— WHAT TO PRODUCE —
Please count how many lines in the records contain the word "building", and reply with that number only.

— Object position labeling entries —

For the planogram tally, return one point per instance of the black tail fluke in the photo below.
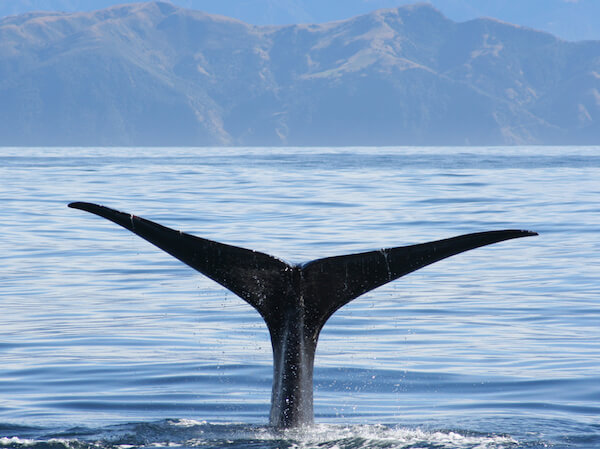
(341, 279)
(255, 277)
(324, 284)
(295, 300)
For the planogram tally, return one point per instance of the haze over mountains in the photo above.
(157, 74)
(568, 19)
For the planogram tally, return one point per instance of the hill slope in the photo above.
(156, 74)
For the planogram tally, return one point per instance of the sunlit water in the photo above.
(106, 341)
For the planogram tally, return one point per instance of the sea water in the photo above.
(107, 342)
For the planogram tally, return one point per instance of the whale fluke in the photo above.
(295, 300)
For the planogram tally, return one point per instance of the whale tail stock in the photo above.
(295, 300)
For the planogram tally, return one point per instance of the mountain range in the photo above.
(156, 74)
(568, 19)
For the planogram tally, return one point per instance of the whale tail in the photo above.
(295, 300)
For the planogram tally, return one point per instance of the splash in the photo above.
(187, 433)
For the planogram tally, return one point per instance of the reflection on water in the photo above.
(105, 339)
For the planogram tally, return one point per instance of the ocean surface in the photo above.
(107, 342)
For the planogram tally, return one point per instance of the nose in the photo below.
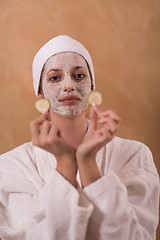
(68, 85)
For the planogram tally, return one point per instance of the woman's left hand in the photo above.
(96, 138)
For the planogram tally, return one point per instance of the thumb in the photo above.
(93, 119)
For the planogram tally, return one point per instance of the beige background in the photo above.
(123, 38)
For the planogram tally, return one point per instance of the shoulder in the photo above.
(125, 152)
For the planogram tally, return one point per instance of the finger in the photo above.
(45, 128)
(112, 114)
(54, 131)
(47, 116)
(93, 119)
(35, 125)
(97, 110)
(105, 134)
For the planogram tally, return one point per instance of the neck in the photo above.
(72, 128)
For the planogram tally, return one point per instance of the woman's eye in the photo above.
(54, 78)
(80, 76)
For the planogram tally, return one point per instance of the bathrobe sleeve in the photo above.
(125, 199)
(33, 210)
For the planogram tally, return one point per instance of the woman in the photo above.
(75, 180)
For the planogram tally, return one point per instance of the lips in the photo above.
(69, 99)
(72, 97)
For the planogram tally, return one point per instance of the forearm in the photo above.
(89, 171)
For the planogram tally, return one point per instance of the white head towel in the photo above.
(56, 45)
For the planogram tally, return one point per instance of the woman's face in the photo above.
(66, 83)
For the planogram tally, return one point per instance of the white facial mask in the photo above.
(66, 85)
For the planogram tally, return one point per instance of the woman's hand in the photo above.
(94, 140)
(48, 137)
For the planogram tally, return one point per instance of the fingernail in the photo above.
(94, 104)
(44, 112)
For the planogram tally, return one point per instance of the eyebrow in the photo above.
(58, 70)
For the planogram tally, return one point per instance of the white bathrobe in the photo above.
(38, 203)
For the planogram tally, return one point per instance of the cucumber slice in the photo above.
(42, 105)
(95, 97)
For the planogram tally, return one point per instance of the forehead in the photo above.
(66, 59)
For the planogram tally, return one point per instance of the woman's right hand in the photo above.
(48, 137)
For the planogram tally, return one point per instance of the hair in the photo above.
(40, 89)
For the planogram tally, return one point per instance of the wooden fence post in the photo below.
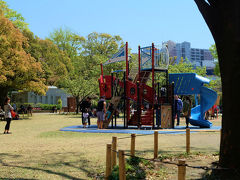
(181, 170)
(188, 140)
(133, 136)
(155, 144)
(122, 170)
(108, 161)
(114, 153)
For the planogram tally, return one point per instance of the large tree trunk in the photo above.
(223, 20)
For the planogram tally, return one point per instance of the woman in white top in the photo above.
(8, 116)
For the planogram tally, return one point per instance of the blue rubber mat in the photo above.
(198, 128)
(93, 129)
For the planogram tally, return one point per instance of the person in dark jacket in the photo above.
(178, 105)
(86, 108)
(187, 105)
(101, 110)
(8, 116)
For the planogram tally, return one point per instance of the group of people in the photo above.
(182, 107)
(102, 112)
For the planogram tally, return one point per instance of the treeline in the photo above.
(64, 59)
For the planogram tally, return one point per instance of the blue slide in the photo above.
(191, 83)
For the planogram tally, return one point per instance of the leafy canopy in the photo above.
(19, 70)
(16, 18)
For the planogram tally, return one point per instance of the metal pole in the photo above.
(112, 84)
(101, 69)
(153, 88)
(139, 62)
(138, 106)
(124, 101)
(127, 68)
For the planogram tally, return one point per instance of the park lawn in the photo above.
(38, 150)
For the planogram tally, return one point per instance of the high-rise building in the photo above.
(197, 56)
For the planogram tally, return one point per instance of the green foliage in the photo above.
(19, 70)
(68, 41)
(55, 63)
(16, 18)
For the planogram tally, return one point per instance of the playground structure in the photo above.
(193, 84)
(147, 91)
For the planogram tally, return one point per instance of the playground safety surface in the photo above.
(134, 130)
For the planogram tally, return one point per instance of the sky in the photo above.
(140, 22)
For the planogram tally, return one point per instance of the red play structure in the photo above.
(144, 91)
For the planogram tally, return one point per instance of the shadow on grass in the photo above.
(221, 174)
(52, 164)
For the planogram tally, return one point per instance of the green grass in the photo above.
(38, 150)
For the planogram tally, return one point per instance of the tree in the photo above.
(55, 63)
(19, 70)
(86, 56)
(223, 20)
(68, 41)
(16, 18)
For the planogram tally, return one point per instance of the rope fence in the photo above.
(111, 157)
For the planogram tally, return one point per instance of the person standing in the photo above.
(8, 116)
(187, 105)
(101, 110)
(86, 108)
(178, 105)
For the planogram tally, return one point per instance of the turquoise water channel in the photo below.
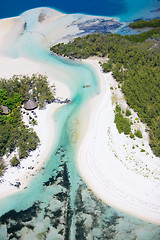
(58, 204)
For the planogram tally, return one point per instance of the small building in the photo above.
(5, 109)
(30, 105)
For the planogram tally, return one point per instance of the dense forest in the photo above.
(135, 63)
(14, 92)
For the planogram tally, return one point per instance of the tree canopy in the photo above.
(13, 93)
(135, 63)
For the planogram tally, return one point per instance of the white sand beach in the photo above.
(112, 165)
(45, 129)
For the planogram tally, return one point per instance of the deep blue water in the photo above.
(124, 9)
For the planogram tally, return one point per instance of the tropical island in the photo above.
(30, 91)
(111, 152)
(134, 62)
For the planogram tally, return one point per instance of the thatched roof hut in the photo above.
(30, 105)
(5, 109)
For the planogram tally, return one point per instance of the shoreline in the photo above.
(107, 161)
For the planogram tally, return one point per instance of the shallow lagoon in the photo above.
(58, 204)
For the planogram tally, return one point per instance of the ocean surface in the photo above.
(58, 205)
(124, 9)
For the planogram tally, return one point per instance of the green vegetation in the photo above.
(123, 124)
(13, 132)
(135, 63)
(143, 23)
(2, 166)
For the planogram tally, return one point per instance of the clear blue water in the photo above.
(124, 9)
(57, 204)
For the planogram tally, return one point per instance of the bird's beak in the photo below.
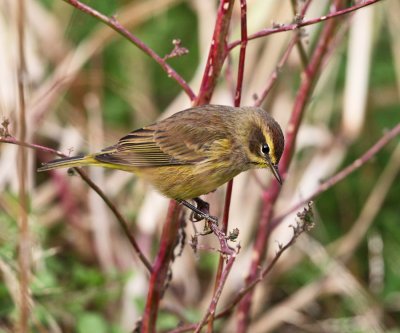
(275, 171)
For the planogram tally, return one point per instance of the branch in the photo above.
(161, 265)
(294, 26)
(123, 223)
(112, 23)
(343, 173)
(217, 53)
(305, 223)
(228, 195)
(269, 197)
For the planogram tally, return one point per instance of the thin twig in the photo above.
(238, 95)
(161, 265)
(112, 22)
(217, 53)
(123, 223)
(343, 173)
(269, 197)
(294, 26)
(23, 241)
(305, 224)
(274, 75)
(224, 275)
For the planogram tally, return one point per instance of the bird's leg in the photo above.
(200, 212)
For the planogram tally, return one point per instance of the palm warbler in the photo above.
(194, 151)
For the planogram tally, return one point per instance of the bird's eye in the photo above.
(265, 149)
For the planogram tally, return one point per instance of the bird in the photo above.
(194, 151)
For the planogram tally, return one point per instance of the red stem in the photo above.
(343, 173)
(123, 223)
(294, 26)
(269, 197)
(111, 22)
(238, 95)
(160, 269)
(217, 53)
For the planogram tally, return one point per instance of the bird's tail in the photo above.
(68, 162)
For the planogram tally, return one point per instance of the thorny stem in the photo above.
(161, 265)
(274, 75)
(343, 173)
(123, 223)
(217, 53)
(294, 26)
(23, 242)
(299, 18)
(309, 77)
(224, 276)
(112, 22)
(238, 95)
(304, 225)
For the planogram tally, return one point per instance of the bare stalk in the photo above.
(23, 242)
(161, 265)
(112, 22)
(121, 220)
(309, 78)
(294, 26)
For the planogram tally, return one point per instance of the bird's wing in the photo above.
(165, 143)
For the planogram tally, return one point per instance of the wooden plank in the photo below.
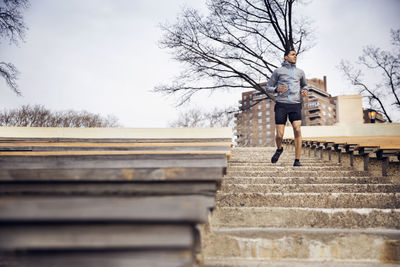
(111, 152)
(107, 145)
(111, 148)
(108, 188)
(114, 174)
(114, 140)
(114, 258)
(95, 236)
(95, 208)
(113, 161)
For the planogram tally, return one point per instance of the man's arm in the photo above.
(303, 82)
(271, 84)
(304, 85)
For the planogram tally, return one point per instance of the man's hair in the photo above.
(287, 51)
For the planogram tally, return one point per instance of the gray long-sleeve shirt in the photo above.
(293, 78)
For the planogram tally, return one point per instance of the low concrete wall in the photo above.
(48, 132)
(368, 129)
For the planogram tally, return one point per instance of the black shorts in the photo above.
(283, 110)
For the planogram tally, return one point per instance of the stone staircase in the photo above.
(320, 214)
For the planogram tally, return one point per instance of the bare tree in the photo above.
(383, 96)
(39, 116)
(199, 118)
(238, 45)
(12, 27)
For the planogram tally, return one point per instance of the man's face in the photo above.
(291, 58)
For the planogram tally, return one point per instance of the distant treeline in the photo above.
(39, 116)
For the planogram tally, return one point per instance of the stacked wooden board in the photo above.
(106, 202)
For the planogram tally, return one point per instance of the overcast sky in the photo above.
(103, 55)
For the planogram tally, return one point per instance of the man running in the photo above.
(290, 84)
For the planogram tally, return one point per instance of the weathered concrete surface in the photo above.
(312, 188)
(305, 180)
(310, 200)
(349, 218)
(311, 244)
(303, 172)
(321, 214)
(234, 262)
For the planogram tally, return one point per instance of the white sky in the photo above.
(103, 56)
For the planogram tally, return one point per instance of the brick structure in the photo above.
(255, 124)
(320, 107)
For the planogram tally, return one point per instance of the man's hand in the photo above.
(281, 89)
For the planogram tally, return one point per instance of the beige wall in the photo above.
(349, 109)
(38, 132)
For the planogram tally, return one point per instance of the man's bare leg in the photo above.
(297, 138)
(280, 130)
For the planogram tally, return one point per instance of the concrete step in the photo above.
(279, 164)
(305, 180)
(246, 262)
(296, 172)
(304, 217)
(310, 200)
(326, 244)
(267, 158)
(317, 188)
(288, 167)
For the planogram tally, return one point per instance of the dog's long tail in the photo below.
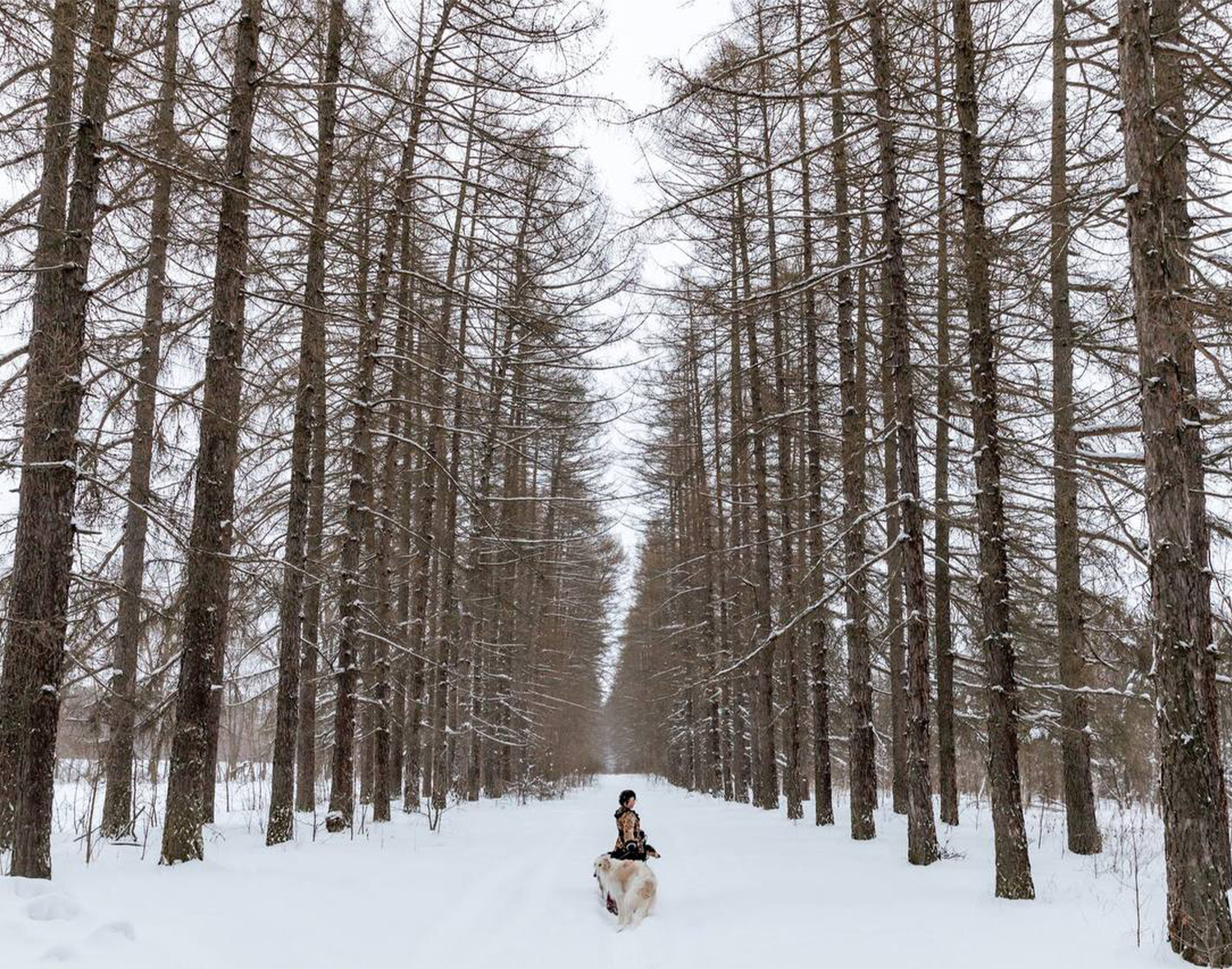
(641, 904)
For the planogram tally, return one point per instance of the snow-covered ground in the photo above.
(510, 885)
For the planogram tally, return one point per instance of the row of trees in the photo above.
(938, 429)
(303, 421)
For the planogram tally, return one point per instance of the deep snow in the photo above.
(509, 885)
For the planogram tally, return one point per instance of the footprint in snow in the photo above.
(113, 931)
(52, 907)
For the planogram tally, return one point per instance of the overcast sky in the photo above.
(637, 34)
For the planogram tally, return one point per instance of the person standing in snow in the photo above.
(630, 838)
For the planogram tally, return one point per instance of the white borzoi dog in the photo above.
(632, 887)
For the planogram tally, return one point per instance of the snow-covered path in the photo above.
(508, 885)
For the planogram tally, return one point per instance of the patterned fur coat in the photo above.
(630, 836)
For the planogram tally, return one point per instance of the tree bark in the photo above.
(1173, 127)
(44, 550)
(1081, 826)
(46, 339)
(1013, 863)
(922, 847)
(205, 589)
(305, 433)
(117, 806)
(1199, 924)
(943, 634)
(862, 750)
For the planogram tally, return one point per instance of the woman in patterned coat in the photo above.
(630, 838)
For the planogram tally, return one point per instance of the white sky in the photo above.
(637, 34)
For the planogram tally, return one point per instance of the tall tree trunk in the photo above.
(744, 756)
(786, 641)
(1013, 863)
(862, 756)
(1081, 826)
(48, 253)
(44, 552)
(1199, 924)
(1173, 127)
(823, 803)
(117, 806)
(765, 786)
(922, 847)
(896, 631)
(440, 482)
(205, 587)
(359, 495)
(943, 629)
(310, 384)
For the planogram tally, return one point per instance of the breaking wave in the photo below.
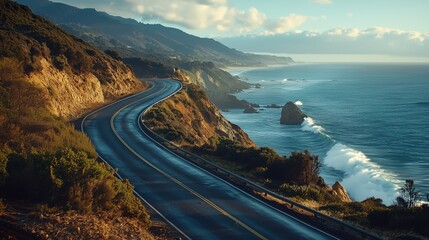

— SOLUTION TO THIS EXERCISE —
2